Texto seleccionado
• • • •
Garrigós es vehemente, pero no alocado. Así que no fue un arrebato improvisado. Sabía muy bien lo que se jugaba poniendo sobre el tapete la corrupción en una sala donde se encontraban tres políticos imputados (la alcaldesa de Alicante y su antecesor, junto con el actual presidente de la Autoridad Portuaria y anterior líder provincial del PP); uno de ellos, José Joaquín Ripoll, amigo suyo además. Igual que es consciente de que jamás le perdonarán que denunciara la parálisis política que nos aflige. Pero era, si el calendario propio y ajeno no se altera, su último discurso como presidente de la Cámara de Alicante, porque en primavera tocan elecciones y él acabará éste pero no optará a otro mandato. Y está harto de dedicar el tiempo y las energías a mendigar de despacho en despacho para escuchar promesas que jamás se cumplen. Así que se subió al atril dispuesto a recuperar, al menos, parte del respeto que sus mismos compañeros empresarios le habían perdido. Todo indica que lo consiguió.

Indignado. Los palos ya han empezado a lloverle. A algunas de las críticas no les falta razón, como la que le hacen por no haber demostrado la misma firmeza cuando era consejero de la CAM. Lo que ocurre es que no es el PP, precisamente, quien pueda recriminarle a nadie el hundimiento de la caja. Y otras son, sencillamente, ridículas. Como la de que fue demagógico cuando se quejó de los impagos de la Administración a las empresas mientras los políticos cobran. ¡Pues claro que fue demagógico, él mismo lo adelantó justo antes de decirlo! Pero lo fue menos que ese Consell que proclama que se baja el salario, cuando lo que ahora sabemos es que algunos de sus integrantes cobraron sobresueldos de las Cortes. También le han acusado en estos días de haber actuado como un portavoz del 15-M. Y eso, que sólo los más torpes pueden esgrimir como ataque, no es que sea ridículo, sino que es la verdadera madre del cordero de lo que le ocurre al PP.
• • • •
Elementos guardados
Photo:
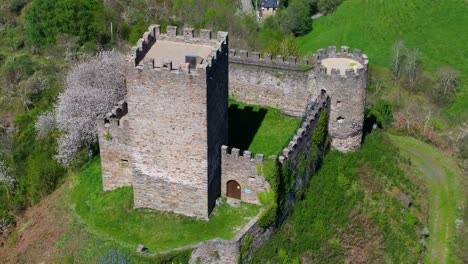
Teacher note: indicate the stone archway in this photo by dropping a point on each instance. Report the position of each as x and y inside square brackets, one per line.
[233, 189]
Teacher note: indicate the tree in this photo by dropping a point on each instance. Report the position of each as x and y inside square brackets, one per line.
[396, 66]
[45, 19]
[443, 91]
[412, 67]
[448, 80]
[92, 88]
[327, 6]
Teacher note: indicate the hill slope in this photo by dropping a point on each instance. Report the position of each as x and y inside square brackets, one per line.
[437, 28]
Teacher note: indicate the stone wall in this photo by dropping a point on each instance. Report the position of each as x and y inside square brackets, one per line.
[348, 97]
[299, 155]
[243, 169]
[171, 132]
[217, 118]
[287, 85]
[228, 251]
[114, 148]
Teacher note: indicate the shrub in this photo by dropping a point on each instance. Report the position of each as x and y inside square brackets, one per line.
[91, 89]
[45, 19]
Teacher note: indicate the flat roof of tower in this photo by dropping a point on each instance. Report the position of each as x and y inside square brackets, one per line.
[163, 50]
[341, 64]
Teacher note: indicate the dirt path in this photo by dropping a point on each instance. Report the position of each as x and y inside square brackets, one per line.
[37, 232]
[438, 170]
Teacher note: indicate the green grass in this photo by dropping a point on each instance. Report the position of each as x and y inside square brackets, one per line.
[274, 132]
[437, 28]
[444, 195]
[350, 206]
[111, 216]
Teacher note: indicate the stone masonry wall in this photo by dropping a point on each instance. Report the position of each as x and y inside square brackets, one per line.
[243, 169]
[114, 148]
[286, 85]
[348, 97]
[169, 130]
[228, 251]
[217, 118]
[297, 154]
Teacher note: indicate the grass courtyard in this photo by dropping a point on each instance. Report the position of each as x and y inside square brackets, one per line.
[111, 216]
[259, 129]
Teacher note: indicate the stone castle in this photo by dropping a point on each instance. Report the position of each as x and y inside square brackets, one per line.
[169, 138]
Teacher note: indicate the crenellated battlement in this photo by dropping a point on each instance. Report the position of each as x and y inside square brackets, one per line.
[278, 61]
[112, 118]
[353, 64]
[310, 119]
[235, 153]
[139, 53]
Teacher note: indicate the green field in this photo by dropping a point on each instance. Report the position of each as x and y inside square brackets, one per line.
[437, 28]
[439, 172]
[111, 216]
[260, 129]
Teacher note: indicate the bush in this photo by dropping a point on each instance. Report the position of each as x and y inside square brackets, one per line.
[45, 19]
[136, 32]
[380, 114]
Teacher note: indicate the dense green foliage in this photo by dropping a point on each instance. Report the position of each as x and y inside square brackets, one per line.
[111, 214]
[46, 19]
[374, 26]
[348, 192]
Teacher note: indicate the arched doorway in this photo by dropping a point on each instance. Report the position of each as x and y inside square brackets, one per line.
[233, 189]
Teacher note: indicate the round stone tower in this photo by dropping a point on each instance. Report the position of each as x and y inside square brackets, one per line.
[343, 76]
• • • •
Qué redactar
Según el texto sobre Garrigós, ¿por qué era su último discurso como presidente de la Cámara de Alicante?

Respuesta escrita
Porque en primavera hay elecciones y él terminará este mandato pero no optará a otro.